_ACTIONS TO TAKE_
1) According to the Christoph Reintjes article, which player did Reintjes face in the last 32 at the 2007 German Open?
2) Write out the stretch of the Christoph Reintjes article from "German pool player" through "on this occasion.".
3) Extend the article on pool player Christoph Reintjes past its final sentence.

_SOURCE EXTRACT_
──────

Christoph Reintjes

Pool career
- Pool games: 9-Ball
- Best finish: Runner-up 2017 Dutch Open

= Christoph Reintjes =

German pool player

Christoph Reintjes is a German professional pool player. He is best well known for being the runner-up at the 2017 Dutch Open.

==Career==
Reintjes first competed in Euro Tour events in 2007, where he reached the last 32 in his first professional competition, at the 2007 German Open. He played Tony Drago, but lost 9–10. He entered three competitions in 2007, but only made the knockout round on this occasion.

In 2008, he once again reached the knockout rounds of Euro Tour events, at the Swiss and Austrian Opens, losing to Marcus Chamat 8–9, and Bruno Muratore 5–9. A year later, Reintjes went further at the 2009 French Open. He defeated Imran Majid 9–8 in the last 32, before losing to Mark Gray 9–3 in the last 16.

──────

_Location identification entries_
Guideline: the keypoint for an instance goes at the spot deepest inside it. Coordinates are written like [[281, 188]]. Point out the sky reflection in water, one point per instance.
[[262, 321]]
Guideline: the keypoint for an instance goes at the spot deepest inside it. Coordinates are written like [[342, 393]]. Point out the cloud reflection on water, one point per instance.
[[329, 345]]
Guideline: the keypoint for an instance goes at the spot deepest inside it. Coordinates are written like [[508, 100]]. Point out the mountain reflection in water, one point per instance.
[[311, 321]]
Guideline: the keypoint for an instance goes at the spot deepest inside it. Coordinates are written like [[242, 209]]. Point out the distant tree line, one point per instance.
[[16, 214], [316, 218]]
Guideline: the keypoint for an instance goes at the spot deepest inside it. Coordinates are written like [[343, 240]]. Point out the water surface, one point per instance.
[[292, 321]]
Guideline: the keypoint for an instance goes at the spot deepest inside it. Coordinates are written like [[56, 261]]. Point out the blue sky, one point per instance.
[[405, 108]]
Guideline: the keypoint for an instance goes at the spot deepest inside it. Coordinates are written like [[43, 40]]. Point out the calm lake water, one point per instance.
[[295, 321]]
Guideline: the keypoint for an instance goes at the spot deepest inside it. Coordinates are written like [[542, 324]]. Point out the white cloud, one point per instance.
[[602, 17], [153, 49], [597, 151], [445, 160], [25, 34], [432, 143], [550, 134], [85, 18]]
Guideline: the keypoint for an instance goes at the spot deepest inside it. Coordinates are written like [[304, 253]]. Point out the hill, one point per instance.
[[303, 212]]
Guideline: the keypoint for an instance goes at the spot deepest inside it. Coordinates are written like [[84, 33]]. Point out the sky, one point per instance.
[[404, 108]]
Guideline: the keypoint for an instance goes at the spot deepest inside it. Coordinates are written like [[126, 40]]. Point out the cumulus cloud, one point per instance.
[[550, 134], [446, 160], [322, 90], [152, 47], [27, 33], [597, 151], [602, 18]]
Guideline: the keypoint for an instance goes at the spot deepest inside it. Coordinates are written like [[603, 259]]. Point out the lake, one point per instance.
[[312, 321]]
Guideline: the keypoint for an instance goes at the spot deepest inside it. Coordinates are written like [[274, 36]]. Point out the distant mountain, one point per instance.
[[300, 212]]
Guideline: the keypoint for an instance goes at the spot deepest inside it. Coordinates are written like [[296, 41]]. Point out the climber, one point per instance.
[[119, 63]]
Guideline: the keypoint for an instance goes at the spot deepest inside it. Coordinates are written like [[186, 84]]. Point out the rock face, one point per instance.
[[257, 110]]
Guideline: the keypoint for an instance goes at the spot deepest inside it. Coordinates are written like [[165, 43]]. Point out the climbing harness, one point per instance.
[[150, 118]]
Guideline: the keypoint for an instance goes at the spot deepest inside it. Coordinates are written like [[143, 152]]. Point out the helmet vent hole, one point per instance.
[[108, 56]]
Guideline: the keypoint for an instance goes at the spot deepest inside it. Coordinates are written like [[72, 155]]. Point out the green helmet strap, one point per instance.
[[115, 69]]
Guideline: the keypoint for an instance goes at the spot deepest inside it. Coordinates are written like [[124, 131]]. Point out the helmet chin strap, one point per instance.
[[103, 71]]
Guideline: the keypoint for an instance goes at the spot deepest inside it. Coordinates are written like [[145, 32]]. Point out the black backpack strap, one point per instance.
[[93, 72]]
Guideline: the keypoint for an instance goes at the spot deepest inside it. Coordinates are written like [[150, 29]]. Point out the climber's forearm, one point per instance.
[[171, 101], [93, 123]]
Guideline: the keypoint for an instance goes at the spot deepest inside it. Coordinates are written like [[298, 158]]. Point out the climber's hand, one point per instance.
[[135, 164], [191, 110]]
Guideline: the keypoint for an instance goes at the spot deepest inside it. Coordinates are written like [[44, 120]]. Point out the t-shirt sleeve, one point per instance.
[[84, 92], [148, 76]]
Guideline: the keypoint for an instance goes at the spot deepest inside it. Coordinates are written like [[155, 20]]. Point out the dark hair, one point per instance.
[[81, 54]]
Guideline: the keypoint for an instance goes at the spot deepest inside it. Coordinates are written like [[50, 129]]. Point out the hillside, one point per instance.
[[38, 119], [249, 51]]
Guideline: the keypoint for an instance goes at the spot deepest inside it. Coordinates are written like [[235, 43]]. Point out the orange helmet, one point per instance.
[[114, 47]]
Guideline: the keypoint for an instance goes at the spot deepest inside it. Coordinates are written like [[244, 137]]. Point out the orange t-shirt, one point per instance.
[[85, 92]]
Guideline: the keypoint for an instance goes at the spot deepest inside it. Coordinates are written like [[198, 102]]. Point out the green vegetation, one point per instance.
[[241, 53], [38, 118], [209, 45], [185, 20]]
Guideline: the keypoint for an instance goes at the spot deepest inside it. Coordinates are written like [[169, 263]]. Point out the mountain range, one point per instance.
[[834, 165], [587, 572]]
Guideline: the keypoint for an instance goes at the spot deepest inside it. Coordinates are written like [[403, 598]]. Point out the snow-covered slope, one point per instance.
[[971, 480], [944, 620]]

──────

_ANSWERS FOR THIS EXERCISE_
1) Tony Drago

2)
German pool player

Christoph Reintjes is a German professional pool player. He is best well known for being the runner-up at the 2017 Dutch Open.

==Career==
Reintjes first competed in Euro Tour events in 2007, where he reached the last 32 in his first professional competition, at the 2007 German Open. He played Tony Drago, but lost 9–10. He entered three competitions in 2007, but only made the knockout round on this occasion.

3)
Following 2009, Reintjes took a sabbatical from pool, only playing in the 2011 Hungary Open before 2017. In 2017, he played in the 2017 Leende Open. Reintjes defeated Murat Teker 9–8, John Abiven 9–1, Tomasz Kapłan 9-8 and Nick van den Berg 9–3 to reach the knockout rounds. In the last 32, Reintjes defeated Jakub Koniar 9–6, before defeating former winner Wojciech Szewczyk 9–5 in the last 16. Reintjes then defeated Niels Feijen 9–6 in the quarterfinals, and Albin Ouschan 9–6 to reach the final of the event. In the final, he competed against Russia's Ruslan Chinakhov and, despite having a 4–2 lead, eventually lost 4–9.

==Titles==
- 2021 World Cup of Pool - with (Joshua Filler)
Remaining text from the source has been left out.